■ **Instruction**: Copy the material that follows word for word and omit its pictures.

>> Begin Exercise inputs

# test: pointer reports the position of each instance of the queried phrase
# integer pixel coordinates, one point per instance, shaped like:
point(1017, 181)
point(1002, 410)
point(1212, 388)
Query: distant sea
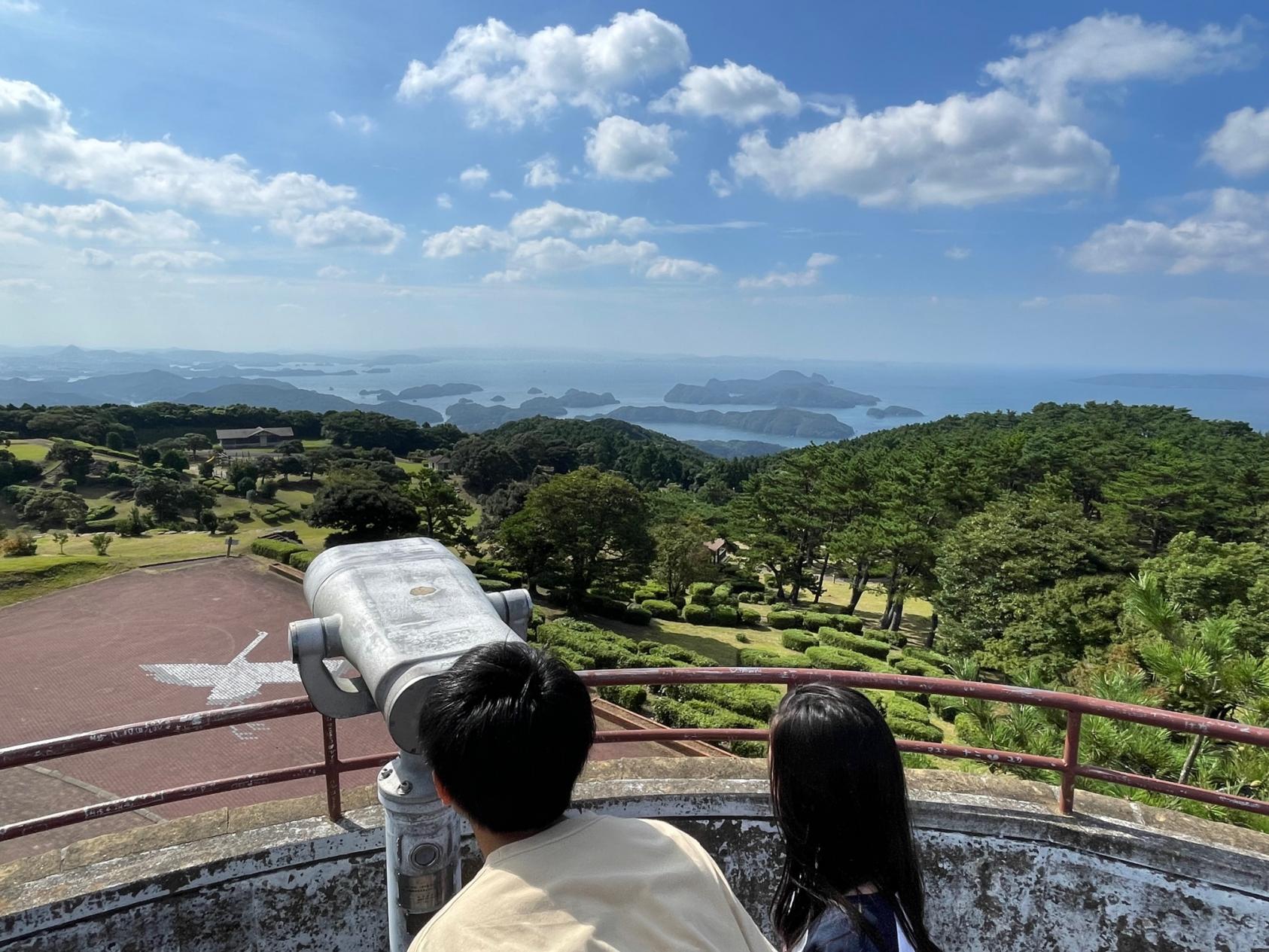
point(641, 381)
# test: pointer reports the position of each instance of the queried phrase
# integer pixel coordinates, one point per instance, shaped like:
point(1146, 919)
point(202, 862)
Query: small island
point(735, 449)
point(475, 418)
point(781, 421)
point(884, 413)
point(1182, 381)
point(427, 391)
point(586, 399)
point(781, 388)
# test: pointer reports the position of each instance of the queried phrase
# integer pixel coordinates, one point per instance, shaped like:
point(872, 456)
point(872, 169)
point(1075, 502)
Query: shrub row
point(854, 643)
point(769, 658)
point(275, 549)
point(844, 660)
point(756, 701)
point(703, 713)
point(301, 560)
point(797, 640)
point(782, 617)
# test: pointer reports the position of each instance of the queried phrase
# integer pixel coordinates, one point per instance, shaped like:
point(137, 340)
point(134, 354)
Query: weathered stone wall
point(1003, 871)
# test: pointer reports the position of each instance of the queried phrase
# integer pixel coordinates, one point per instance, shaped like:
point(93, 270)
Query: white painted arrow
point(230, 683)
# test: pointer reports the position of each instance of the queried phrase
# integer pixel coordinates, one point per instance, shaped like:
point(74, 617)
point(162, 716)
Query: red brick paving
point(72, 663)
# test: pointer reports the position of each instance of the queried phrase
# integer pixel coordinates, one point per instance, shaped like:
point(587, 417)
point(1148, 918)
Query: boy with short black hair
point(507, 733)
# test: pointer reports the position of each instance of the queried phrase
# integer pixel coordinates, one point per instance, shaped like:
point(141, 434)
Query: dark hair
point(840, 800)
point(508, 730)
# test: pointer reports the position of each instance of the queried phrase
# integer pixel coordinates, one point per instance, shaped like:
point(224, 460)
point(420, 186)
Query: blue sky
point(986, 183)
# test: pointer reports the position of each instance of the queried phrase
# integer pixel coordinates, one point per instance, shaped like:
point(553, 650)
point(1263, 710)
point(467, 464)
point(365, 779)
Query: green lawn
point(29, 451)
point(32, 576)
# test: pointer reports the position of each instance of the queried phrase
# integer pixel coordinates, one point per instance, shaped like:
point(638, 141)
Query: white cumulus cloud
point(1230, 235)
point(791, 279)
point(174, 260)
point(37, 138)
point(340, 227)
point(552, 217)
point(739, 94)
point(962, 151)
point(464, 239)
point(543, 172)
point(1115, 48)
point(1241, 145)
point(103, 221)
point(96, 258)
point(503, 77)
point(679, 269)
point(719, 183)
point(623, 149)
point(555, 254)
point(357, 123)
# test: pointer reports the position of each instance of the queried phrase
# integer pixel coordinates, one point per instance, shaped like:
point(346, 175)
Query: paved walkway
point(155, 643)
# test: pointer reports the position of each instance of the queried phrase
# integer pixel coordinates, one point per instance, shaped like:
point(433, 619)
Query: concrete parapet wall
point(1003, 870)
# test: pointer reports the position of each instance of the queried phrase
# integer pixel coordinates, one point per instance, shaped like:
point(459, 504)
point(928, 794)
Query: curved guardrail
point(1069, 765)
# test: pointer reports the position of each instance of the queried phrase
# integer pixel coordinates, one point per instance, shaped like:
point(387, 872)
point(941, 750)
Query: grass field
point(32, 576)
point(29, 451)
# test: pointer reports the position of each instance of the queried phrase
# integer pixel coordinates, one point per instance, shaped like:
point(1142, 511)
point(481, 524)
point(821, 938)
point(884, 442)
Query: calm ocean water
point(641, 381)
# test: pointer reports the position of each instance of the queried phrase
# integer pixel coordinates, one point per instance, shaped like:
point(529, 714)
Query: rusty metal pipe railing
point(331, 767)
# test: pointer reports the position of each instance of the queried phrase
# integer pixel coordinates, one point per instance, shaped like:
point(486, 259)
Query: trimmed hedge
point(702, 713)
point(632, 697)
point(275, 550)
point(918, 668)
point(603, 648)
point(575, 660)
point(725, 615)
point(768, 658)
point(840, 659)
point(854, 643)
point(848, 622)
point(904, 709)
point(797, 640)
point(756, 701)
point(812, 621)
point(914, 730)
point(695, 615)
point(784, 619)
point(301, 560)
point(674, 652)
point(947, 707)
point(638, 615)
point(662, 610)
point(929, 655)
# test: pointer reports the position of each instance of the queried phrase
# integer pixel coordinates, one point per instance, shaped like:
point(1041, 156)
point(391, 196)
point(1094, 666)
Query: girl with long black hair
point(851, 881)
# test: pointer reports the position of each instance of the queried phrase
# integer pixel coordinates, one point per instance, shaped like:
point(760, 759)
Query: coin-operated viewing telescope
point(400, 612)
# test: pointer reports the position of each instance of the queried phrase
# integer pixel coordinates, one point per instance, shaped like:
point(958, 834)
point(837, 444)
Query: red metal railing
point(1069, 765)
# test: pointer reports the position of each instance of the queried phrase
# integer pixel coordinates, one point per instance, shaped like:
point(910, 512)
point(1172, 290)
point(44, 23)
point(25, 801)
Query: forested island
point(1182, 381)
point(884, 413)
point(782, 421)
point(781, 388)
point(1109, 550)
point(735, 449)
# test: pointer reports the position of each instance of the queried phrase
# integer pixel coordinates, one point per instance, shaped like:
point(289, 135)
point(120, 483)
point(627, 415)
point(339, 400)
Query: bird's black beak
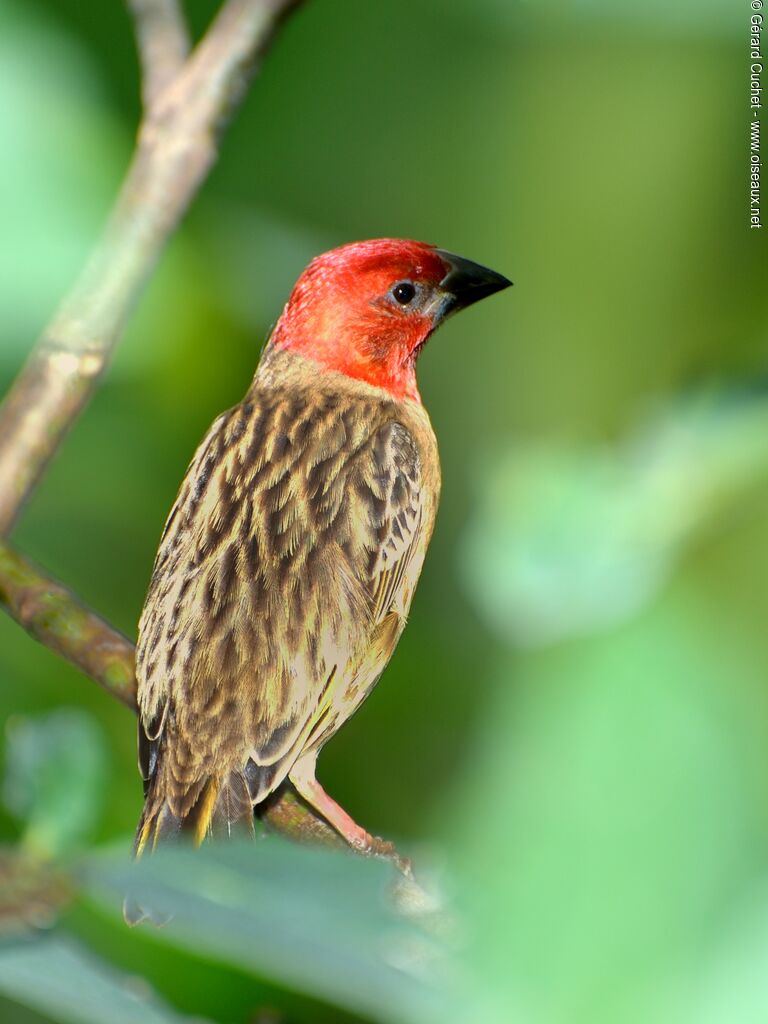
point(466, 283)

>> End Exercise inputs

■ **Solution for this exercise**:
# test: pointer reports the position of each instance of the queried phrase
# integer pixel coordinates, one point per instance, shaped like:
point(1017, 181)
point(1002, 410)
point(1212, 388)
Query: distant sea
point(641, 381)
# test: pointer reports the position of each instance of the queried phrase
# integer pixel coordinates, one point per instance, shaped like:
point(1146, 919)
point(202, 862)
Query: small island
point(735, 449)
point(475, 418)
point(781, 421)
point(884, 413)
point(1182, 381)
point(427, 391)
point(586, 399)
point(781, 388)
# test: pointer reports the position of each instance of the queried phrase
# integer pixel coordinates, one point per instance, shaped like:
point(872, 456)
point(872, 169)
point(1075, 502)
Query: shrub row
point(854, 643)
point(769, 658)
point(275, 549)
point(844, 660)
point(756, 701)
point(703, 713)
point(301, 560)
point(797, 640)
point(782, 617)
# test: pointer reports the position of each instance of the queried phrase
# integer pixel coordinates, one point per instance, shaped like:
point(137, 340)
point(134, 354)
Query: weathered stone wall
point(1003, 871)
# test: pointer reports the position of each instance of the queried phrase
# integer pixel coordinates, one point per instance, shaped like:
point(93, 270)
Query: white painted arrow
point(230, 683)
# test: pointer reports the position of each instance of the queried phrase
# integer pixel coordinates, one point per instance, shaped like:
point(74, 617)
point(162, 716)
Query: red brick paving
point(72, 663)
# test: pointer reports the position of each instance of the queried phrase
# integer pixel coordinates, one point per instance, shaped like:
point(587, 417)
point(1148, 918)
Query: boy with short black hair
point(507, 733)
# test: pointer reports the position of each instance of the queried phrase
# integer pixel coordinates, one point per instance, shaped like:
point(141, 434)
Query: dark hair
point(840, 800)
point(508, 730)
# test: pointer reports the position of each instance of the queried phrase
# integer pixel coordinates, one point per instance, shaped like:
point(224, 460)
point(420, 186)
Query: blue sky
point(986, 183)
# test: pointer reports the position of each instance of the queried phrase
# integer pixel coordinates, one point per instance, shaped like:
point(553, 650)
point(1263, 710)
point(467, 464)
point(365, 779)
Query: green lawn
point(29, 451)
point(32, 576)
# test: pointer reports the position of each instance of the queried phrase
# integer pixel coordinates, one point per instance, shaped like:
point(638, 141)
Query: white cumulus cloud
point(1230, 235)
point(791, 279)
point(174, 260)
point(37, 138)
point(340, 227)
point(552, 217)
point(739, 94)
point(962, 151)
point(464, 239)
point(543, 172)
point(1115, 48)
point(1241, 145)
point(103, 221)
point(96, 258)
point(503, 77)
point(679, 269)
point(719, 183)
point(623, 149)
point(555, 254)
point(357, 123)
# test: pointer reports the position of each instance of the queried phrase
# integer pixel coordinates, one point per instance, shaped like:
point(346, 175)
Query: paved walkway
point(155, 643)
# test: pointer reports the position of each instance of the queried phrase
# integer pixel coordinates, one point per instance, shaped like:
point(433, 619)
Query: concrete parapet wall
point(1003, 870)
# test: pointer reports the position of each instance of the queried phrase
# integer pixel coordinates, one point per instance, shaped like:
point(459, 504)
point(928, 794)
Query: curved guardrail
point(1069, 765)
# test: pointer reports the position of each instance of the queried phrase
# integer pixel coordinates, one point per instance, shaped like:
point(387, 872)
point(941, 750)
Query: grass field
point(32, 576)
point(29, 451)
# test: pointer reports the position of each instance of the queried phrase
# integer pixel coordinates, one point per instance, shaped like:
point(1142, 511)
point(481, 524)
point(821, 938)
point(884, 442)
Query: calm ocean water
point(641, 381)
# test: pointer reports the position of each instance of the queried phrase
# integer pixel coordinates, one point per instance, shaped like:
point(529, 714)
Query: rusty metal pipe railing
point(331, 767)
# test: pointer reports the position of each instance of the queried phrase
# integer pixel coordinates, one point per instance, shaped like:
point(486, 259)
Query: trimmed hedge
point(702, 713)
point(632, 697)
point(275, 550)
point(918, 668)
point(603, 648)
point(575, 660)
point(725, 615)
point(768, 658)
point(840, 659)
point(854, 643)
point(848, 622)
point(904, 709)
point(797, 640)
point(756, 701)
point(812, 621)
point(914, 730)
point(695, 615)
point(784, 619)
point(301, 560)
point(674, 652)
point(947, 707)
point(638, 615)
point(662, 610)
point(929, 655)
# test: pointer reports the position of each instance of the queried phrase
# integer pixel coordinates, one point per instance, shaped like:
point(1041, 156)
point(391, 196)
point(1094, 666)
Query: girl with long black hair
point(851, 881)
# test: pointer reports the position of each instance of the queried phrase
# integer pixel coordinates, one point per instance, shaped like:
point(760, 759)
Query: coin-operated viewing telescope
point(400, 612)
# test: pointer reports the position of each instance of the queried phrase
# integer pixel coordinates, one point per instance, shaped like:
point(958, 834)
point(837, 444)
Query: red metal railing
point(1069, 765)
# test: pointer reports the position of each instance of the queried phrase
# integer pixel coordinates, one point per instance, shaped like:
point(910, 512)
point(1172, 290)
point(44, 23)
point(25, 801)
Query: forested island
point(1182, 381)
point(884, 413)
point(782, 421)
point(781, 388)
point(1109, 550)
point(735, 449)
# test: pointer reports the position of each instance of the queried phrase
# integer pixel coordinates, one point per instance, shaped like:
point(289, 135)
point(120, 483)
point(627, 415)
point(339, 400)
Query: bird's black beak
point(466, 283)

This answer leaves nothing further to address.